▶ Exercises:
a: Can you rewrite the paragraph of the excerpts on Duggan's book about Ayn Rand that begins "Duggan offers a pointed account" in a shorter form that keeps its main facts?
b: Do the excerpts on Duggan's book about Ayn Rand agree with each statement below? Answer yes or no for each and quote the deciding words. (i) Paul Ryan gave his staff copies of Atlas Shrugged as Christmas presents. (ii) Duggan blames Rand directly for neoliberalism. (iii) Mean Girl is a traditional biography of Rand.
c: How would the excerpts on Duggan's book about Ayn Rand go on after their final sentence? Resume them from that point.

-------- Text excerpt --------

The therapeutic value of Duggan’s book goes well beyond freeing me from shame for my teen-age lack of literary taste and political discernment; it also provides an explanation for our current cultural and political moment ... Duggan traces Rand’s influence, both direct and indirect, on American politics and culture ... Duggan doesn’t blame Rand for neoliberalism, exactly, but she spotlights the Randian spirit of what she calls the 'Neoliberal Theater of Cruelty.' This theatre would include players we don’t necessarily describe as neoliberal. Paul Ryan, the former House Speaker, is a Rand evangelist who gave out copies of Atlas Shrugged as Christmas presents to his staff and said that she 'did the best job of anybody to build a moral case of capitalism.'
Mean Girl is not a traditional biography. It’s not even a traditional history of libertarianism. And this is exactly what makes it a fascinatingly odd book, odd in the good way of not being easily categorized. This is a short, punchy, focused cultural studies look at Rand and the world she helped create. It is also a politically tinged book, in that its hope is that upon understanding the cultural landscape of the Randian world, we might be in a better position to resist it ... The power of Duggan’s book seems that maybe in unmasking Rand’s philosophical legitimacy and hold on the right removes a central prop and leaves the right ever more naked. She closes her book with a timely injunction: 'Reject Ayn Rand. After all, she rejects you.'
Duggan offers a pointed account of Rand’s influence ... Duggan is less than sure-footed in her lamentations about neoliberalism ... But she is sharp, engaging, and funny when writing about Rand, whose magnetism, determination, grandiosity, desperation, and galloping narcissism Duggan captures beautifully ... Duggan convincingly shows that Rand’s enduring influence comes from the emotional wallop of her fiction—from her ability to capture the sheer exhilaration of personal defiance, human independence, and freedom from chains of all kinds.

-------- Listed entries --------

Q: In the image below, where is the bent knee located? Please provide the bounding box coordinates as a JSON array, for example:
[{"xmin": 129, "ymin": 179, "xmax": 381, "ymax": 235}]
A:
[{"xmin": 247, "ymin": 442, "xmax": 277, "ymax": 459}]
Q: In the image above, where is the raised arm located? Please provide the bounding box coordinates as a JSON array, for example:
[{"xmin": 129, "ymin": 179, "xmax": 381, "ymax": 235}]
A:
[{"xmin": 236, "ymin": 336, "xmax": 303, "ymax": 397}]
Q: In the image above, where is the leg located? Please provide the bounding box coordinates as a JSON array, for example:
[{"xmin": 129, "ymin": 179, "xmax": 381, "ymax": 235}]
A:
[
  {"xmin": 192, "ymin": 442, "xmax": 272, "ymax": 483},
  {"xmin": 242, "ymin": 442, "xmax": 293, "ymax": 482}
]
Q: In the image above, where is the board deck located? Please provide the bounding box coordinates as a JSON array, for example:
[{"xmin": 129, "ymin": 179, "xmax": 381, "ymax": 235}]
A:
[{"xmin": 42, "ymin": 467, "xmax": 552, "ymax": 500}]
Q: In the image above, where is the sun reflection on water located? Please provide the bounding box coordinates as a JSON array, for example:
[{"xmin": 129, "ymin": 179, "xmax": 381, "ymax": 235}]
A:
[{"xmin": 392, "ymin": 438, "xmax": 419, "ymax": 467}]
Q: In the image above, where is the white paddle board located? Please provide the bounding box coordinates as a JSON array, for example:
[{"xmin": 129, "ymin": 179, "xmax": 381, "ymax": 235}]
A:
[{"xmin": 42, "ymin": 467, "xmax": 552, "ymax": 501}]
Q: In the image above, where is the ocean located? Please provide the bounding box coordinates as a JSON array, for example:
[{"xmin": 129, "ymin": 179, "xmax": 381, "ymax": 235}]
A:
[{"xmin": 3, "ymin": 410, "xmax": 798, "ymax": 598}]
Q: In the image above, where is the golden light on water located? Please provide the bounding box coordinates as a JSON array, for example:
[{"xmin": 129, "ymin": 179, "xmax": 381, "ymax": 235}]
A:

--------

▶ Task-by-task results:
a: Duggan gives a pointed account of Rand's influence. She is unsteady when lamenting neoliberalism but sharp, engaging, and funny about Rand, whose magnetism, determination, grandiosity, desperation, and galloping narcissism she captures well. She convincingly shows that Rand's lasting influence comes from the emotional force of her fiction, which conveys the exhilaration of personal defiance, independence, and freedom from all chains.

b:
(i) Yes: "gave out copies of Atlas Shrugged as Christmas presents to his staff"
(ii) No: "Duggan doesn’t blame Rand for neoliberalism, exactly"
(iii) No: "Mean Girl is not a traditional biography."

c:
Lisa Duggan gets it exactly right in Mean Girl: Ayn Rand and the Culture of Greed (University of California Press) when she writes that Rand's 'particular gift was not for philosophical elaboration, but for stark condensation and aphorism' ... The prolonged and cumulative effect of Rand's influence, as it emerges from Duggan's account, has been a multigenerational training of the sentiments in the principle that aspiration and drive are not enough—that real success is transcendental superiority, a state of absolute and deeply committed indifference to others and to any notion of a common humanity that will continue beyond one's own death.